_Your objective:_ Pull out each line of the entries below that contains the string "trail". Treat uppercase and lowercase as different.

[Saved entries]
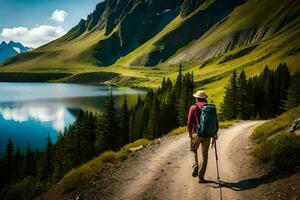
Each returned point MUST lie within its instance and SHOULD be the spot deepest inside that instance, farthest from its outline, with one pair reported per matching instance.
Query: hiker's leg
(204, 147)
(195, 163)
(195, 142)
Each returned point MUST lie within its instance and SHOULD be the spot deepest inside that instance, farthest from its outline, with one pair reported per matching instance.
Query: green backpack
(209, 125)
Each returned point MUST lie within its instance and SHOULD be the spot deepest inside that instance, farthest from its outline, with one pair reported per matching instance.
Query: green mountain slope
(144, 40)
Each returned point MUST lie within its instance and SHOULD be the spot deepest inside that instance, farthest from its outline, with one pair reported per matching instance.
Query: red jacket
(194, 117)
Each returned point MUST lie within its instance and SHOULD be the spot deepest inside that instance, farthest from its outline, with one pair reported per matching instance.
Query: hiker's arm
(190, 121)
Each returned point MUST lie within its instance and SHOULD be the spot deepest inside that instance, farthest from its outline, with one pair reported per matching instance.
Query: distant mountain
(11, 49)
(145, 40)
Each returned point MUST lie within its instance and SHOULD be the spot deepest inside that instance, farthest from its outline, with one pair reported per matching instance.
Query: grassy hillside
(274, 142)
(252, 35)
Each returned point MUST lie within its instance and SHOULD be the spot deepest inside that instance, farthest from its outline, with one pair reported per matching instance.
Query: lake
(31, 111)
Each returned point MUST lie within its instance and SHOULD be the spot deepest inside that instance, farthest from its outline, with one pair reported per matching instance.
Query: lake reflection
(31, 111)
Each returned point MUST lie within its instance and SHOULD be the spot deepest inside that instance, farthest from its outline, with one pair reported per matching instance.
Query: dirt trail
(169, 171)
(163, 171)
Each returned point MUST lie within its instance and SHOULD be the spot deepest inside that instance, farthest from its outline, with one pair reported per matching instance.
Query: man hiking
(202, 126)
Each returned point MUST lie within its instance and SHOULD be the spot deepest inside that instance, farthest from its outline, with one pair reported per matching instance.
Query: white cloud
(34, 37)
(59, 15)
(55, 116)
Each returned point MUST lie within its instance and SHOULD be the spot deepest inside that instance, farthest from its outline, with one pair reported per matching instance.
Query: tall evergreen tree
(186, 98)
(47, 166)
(154, 128)
(8, 161)
(124, 119)
(244, 108)
(112, 136)
(29, 162)
(293, 96)
(229, 106)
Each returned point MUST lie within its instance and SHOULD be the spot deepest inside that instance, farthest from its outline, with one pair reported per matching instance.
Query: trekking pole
(216, 152)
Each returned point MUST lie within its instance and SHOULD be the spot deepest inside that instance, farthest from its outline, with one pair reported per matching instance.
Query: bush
(178, 131)
(275, 144)
(74, 178)
(273, 126)
(282, 150)
(24, 189)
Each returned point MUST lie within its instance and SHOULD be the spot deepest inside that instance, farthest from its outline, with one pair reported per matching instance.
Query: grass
(271, 127)
(227, 124)
(275, 144)
(178, 131)
(78, 176)
(74, 56)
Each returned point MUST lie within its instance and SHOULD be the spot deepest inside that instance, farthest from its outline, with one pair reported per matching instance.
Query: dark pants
(195, 143)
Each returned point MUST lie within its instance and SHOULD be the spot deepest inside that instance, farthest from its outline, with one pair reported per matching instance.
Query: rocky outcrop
(189, 30)
(189, 6)
(281, 20)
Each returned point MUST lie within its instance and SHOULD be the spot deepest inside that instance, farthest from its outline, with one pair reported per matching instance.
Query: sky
(37, 22)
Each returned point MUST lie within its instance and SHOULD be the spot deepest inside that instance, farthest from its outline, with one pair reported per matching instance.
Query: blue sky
(35, 22)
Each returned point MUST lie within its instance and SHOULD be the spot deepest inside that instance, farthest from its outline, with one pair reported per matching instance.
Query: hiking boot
(202, 180)
(195, 171)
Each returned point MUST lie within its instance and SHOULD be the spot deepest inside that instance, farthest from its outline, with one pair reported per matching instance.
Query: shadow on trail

_Answer to this problem:_
Query: dirt trail
Query: shadow on trail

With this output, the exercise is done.